>> start ROWS

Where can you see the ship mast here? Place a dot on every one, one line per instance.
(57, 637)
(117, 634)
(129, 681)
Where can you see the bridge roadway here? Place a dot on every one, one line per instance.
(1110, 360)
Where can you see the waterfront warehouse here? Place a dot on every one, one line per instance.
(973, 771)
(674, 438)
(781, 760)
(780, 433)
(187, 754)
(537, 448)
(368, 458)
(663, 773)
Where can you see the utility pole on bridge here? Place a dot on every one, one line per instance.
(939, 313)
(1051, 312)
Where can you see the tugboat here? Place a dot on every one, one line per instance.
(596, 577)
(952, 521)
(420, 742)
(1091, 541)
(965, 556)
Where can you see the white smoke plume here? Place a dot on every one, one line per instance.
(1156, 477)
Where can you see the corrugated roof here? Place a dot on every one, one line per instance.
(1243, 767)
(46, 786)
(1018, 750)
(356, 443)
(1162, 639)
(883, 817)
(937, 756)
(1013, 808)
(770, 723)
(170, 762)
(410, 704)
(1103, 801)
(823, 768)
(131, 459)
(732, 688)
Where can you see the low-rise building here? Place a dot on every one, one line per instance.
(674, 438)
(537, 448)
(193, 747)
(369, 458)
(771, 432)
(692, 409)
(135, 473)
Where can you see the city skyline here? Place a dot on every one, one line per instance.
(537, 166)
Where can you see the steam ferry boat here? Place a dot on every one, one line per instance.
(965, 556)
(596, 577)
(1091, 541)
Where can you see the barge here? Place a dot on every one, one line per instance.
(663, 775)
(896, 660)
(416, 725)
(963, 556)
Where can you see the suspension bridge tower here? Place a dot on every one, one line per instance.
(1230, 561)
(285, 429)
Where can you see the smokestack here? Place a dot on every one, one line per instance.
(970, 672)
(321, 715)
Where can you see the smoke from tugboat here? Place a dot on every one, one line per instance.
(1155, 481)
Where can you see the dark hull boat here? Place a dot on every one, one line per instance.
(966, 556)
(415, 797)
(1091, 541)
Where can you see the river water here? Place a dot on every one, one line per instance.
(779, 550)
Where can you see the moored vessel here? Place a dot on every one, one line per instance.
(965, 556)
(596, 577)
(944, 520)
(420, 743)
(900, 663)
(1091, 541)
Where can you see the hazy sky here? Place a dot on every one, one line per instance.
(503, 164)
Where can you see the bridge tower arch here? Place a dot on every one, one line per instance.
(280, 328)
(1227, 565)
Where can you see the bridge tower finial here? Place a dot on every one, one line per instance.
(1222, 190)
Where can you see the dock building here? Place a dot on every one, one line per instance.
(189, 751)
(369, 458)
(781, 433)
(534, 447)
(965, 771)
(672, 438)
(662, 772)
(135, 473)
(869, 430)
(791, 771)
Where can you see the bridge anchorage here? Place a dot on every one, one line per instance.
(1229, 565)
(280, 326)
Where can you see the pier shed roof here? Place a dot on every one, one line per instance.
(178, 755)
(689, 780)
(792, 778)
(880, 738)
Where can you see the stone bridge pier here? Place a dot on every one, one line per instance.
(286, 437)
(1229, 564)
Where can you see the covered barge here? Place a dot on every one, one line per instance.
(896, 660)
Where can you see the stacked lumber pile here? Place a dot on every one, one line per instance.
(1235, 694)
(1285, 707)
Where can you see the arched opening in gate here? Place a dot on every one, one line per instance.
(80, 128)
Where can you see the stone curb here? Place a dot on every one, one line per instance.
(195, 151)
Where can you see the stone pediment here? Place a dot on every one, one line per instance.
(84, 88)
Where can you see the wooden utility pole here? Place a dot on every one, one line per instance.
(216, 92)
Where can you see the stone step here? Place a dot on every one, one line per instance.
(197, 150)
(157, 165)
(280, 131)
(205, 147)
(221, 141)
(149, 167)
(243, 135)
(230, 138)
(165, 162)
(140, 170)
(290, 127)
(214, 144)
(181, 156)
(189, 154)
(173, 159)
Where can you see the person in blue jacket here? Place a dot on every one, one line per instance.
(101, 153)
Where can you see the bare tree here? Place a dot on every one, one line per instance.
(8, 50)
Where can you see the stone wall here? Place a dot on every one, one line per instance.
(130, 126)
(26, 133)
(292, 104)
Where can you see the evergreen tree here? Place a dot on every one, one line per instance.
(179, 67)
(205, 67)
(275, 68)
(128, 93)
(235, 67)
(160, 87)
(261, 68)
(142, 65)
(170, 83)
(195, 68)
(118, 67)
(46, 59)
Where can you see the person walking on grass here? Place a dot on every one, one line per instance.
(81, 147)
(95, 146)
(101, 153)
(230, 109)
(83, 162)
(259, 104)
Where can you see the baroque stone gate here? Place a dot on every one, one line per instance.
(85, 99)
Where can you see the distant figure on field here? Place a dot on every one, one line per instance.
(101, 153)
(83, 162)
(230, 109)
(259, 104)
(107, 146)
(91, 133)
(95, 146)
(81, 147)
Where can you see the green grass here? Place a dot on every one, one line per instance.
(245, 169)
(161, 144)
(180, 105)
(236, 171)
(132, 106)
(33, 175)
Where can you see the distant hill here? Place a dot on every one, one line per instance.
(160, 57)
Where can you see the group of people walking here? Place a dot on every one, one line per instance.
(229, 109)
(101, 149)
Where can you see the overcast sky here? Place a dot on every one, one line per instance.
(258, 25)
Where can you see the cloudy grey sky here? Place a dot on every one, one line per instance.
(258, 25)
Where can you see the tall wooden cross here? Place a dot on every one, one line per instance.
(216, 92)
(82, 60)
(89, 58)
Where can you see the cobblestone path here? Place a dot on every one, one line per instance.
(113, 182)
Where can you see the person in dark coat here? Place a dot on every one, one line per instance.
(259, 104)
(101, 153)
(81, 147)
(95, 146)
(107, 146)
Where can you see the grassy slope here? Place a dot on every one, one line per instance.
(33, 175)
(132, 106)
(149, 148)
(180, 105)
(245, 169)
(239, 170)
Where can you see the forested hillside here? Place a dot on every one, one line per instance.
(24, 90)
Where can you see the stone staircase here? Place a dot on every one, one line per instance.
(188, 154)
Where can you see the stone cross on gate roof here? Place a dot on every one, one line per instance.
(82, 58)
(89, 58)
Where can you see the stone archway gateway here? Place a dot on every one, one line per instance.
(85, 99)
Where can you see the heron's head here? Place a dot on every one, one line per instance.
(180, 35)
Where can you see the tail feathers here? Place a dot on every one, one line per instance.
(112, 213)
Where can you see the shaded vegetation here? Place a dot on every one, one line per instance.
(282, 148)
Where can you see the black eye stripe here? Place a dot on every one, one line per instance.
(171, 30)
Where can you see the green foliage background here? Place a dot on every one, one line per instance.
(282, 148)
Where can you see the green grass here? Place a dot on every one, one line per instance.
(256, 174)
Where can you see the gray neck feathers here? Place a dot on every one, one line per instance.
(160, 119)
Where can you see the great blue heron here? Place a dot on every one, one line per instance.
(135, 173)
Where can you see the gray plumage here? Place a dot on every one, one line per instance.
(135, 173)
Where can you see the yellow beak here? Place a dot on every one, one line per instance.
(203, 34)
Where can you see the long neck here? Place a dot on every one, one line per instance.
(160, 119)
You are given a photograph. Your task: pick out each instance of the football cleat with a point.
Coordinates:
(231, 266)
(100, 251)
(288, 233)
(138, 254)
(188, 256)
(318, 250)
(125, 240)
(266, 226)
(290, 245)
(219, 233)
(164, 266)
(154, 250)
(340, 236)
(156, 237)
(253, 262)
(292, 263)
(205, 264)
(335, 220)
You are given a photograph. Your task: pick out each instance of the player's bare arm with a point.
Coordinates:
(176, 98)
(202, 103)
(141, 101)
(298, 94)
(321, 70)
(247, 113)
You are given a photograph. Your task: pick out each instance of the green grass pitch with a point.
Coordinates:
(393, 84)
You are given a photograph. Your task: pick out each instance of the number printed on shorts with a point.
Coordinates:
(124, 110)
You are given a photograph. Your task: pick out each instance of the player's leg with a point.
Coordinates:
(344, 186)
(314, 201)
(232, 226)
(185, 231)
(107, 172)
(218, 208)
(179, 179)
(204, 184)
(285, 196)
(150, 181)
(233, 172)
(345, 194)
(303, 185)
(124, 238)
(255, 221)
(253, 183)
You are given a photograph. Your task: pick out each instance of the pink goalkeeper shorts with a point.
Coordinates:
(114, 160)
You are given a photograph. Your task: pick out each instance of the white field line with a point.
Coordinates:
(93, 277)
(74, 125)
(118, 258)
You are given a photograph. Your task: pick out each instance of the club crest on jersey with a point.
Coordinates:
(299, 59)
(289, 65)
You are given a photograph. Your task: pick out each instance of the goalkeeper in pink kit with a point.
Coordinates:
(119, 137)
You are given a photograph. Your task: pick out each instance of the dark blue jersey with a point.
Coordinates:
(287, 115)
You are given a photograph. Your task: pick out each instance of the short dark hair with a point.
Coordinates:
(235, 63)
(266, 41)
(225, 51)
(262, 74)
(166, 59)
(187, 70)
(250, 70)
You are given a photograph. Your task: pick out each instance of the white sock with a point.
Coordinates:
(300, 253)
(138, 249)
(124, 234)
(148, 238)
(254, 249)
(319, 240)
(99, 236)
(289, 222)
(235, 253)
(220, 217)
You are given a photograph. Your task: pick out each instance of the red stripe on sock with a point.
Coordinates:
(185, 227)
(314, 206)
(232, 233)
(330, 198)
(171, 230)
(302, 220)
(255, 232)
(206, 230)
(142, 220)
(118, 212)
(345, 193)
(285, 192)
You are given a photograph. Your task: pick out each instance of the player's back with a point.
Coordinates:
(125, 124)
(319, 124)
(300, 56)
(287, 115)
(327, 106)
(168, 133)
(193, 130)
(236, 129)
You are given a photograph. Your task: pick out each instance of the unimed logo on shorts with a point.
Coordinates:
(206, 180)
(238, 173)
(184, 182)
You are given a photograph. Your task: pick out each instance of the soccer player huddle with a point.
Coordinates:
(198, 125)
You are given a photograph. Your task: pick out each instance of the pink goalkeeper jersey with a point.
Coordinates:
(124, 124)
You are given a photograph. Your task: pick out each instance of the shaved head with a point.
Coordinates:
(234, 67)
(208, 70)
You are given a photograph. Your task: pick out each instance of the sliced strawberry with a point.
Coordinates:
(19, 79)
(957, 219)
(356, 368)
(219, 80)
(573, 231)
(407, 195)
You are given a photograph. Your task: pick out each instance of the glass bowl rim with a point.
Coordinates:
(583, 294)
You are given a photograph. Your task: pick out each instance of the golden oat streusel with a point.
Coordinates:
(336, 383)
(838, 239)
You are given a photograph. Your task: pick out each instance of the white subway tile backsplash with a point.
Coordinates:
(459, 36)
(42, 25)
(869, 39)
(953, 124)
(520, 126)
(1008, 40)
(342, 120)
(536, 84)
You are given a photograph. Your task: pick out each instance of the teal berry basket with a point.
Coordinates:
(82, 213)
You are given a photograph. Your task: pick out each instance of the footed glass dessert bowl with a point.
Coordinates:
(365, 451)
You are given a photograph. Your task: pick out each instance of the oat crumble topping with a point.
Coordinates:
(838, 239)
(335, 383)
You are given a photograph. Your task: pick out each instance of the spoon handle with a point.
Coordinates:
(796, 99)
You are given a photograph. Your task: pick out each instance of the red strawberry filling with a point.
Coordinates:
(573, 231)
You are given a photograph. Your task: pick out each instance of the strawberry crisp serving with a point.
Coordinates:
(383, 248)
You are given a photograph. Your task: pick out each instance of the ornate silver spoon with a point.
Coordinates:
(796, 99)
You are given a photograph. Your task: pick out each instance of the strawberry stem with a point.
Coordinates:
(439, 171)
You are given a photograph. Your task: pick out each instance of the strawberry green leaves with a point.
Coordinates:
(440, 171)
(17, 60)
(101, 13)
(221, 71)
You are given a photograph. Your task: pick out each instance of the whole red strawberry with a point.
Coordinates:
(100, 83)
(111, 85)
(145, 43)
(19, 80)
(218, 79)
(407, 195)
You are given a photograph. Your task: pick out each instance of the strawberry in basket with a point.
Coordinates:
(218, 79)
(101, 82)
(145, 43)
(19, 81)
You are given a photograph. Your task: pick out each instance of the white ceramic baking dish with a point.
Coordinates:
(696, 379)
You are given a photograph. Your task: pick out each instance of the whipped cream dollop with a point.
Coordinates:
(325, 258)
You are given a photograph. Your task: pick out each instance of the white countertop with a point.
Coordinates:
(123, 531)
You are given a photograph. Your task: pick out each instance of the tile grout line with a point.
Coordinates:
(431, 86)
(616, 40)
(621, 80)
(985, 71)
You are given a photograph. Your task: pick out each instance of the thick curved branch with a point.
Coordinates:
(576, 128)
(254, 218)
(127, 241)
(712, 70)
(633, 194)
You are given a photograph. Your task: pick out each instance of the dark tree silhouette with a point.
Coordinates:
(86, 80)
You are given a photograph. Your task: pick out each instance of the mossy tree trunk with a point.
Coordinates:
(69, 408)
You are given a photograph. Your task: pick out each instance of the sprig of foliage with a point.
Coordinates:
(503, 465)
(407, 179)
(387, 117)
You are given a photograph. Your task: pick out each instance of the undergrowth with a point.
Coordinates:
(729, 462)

>> end ROWS

_TASK GOAL:_
Give back the lines above exactly, from the one with "stem with a point." through the last line.

_COMPLETED TASK:_
You are given a photograph. Your task: pick out each instance of the strawberry stem with a point.
Coordinates:
(439, 171)
You are given a photograph. Your task: pick out each instance of the strawberry green leaves with a point.
Coordinates:
(440, 171)
(17, 60)
(101, 13)
(221, 71)
You are given a photograph. Your task: pick out each instance of the whole red strawberry with a point.
Coordinates:
(100, 83)
(111, 85)
(145, 43)
(19, 80)
(218, 79)
(407, 195)
You are given a photograph. Your task: pick out each instance of the strawberry in basket with a point.
Coordinates:
(218, 79)
(101, 82)
(145, 43)
(19, 81)
You are given a photograph. Your task: pick out each instance of the white ceramic baking dish with a point.
Coordinates:
(696, 379)
You are given a photograph. Your task: pick out each instance of the whipped cream dollop with a point.
Coordinates:
(325, 258)
You are given a photograph. Your task: pick out each instance of the white countertop with a point.
Coordinates:
(123, 531)
You are given a photograph. Your task: pick out each instance of the tile grout line with a point.
Coordinates:
(431, 86)
(616, 40)
(621, 80)
(985, 71)
You are given a photograph. Your task: pick out each instance of the thick curved branch with a point.
Coordinates:
(576, 128)
(254, 218)
(127, 241)
(712, 70)
(633, 194)
You are given a photograph. Your task: pick out each instance of the dark tree silhouette with a point.
Coordinates:
(86, 80)
You are given a photograph. Your task: pick out each instance of the mossy tree trunk with a point.
Coordinates:
(69, 408)
You are given a photograph. Your task: pick out each instance of the sprig of foliage with a point.
Coordinates:
(503, 465)
(407, 179)
(387, 117)
You are given a photograph. Your task: pick out each instance of the undergrowth with a point.
Coordinates:
(729, 462)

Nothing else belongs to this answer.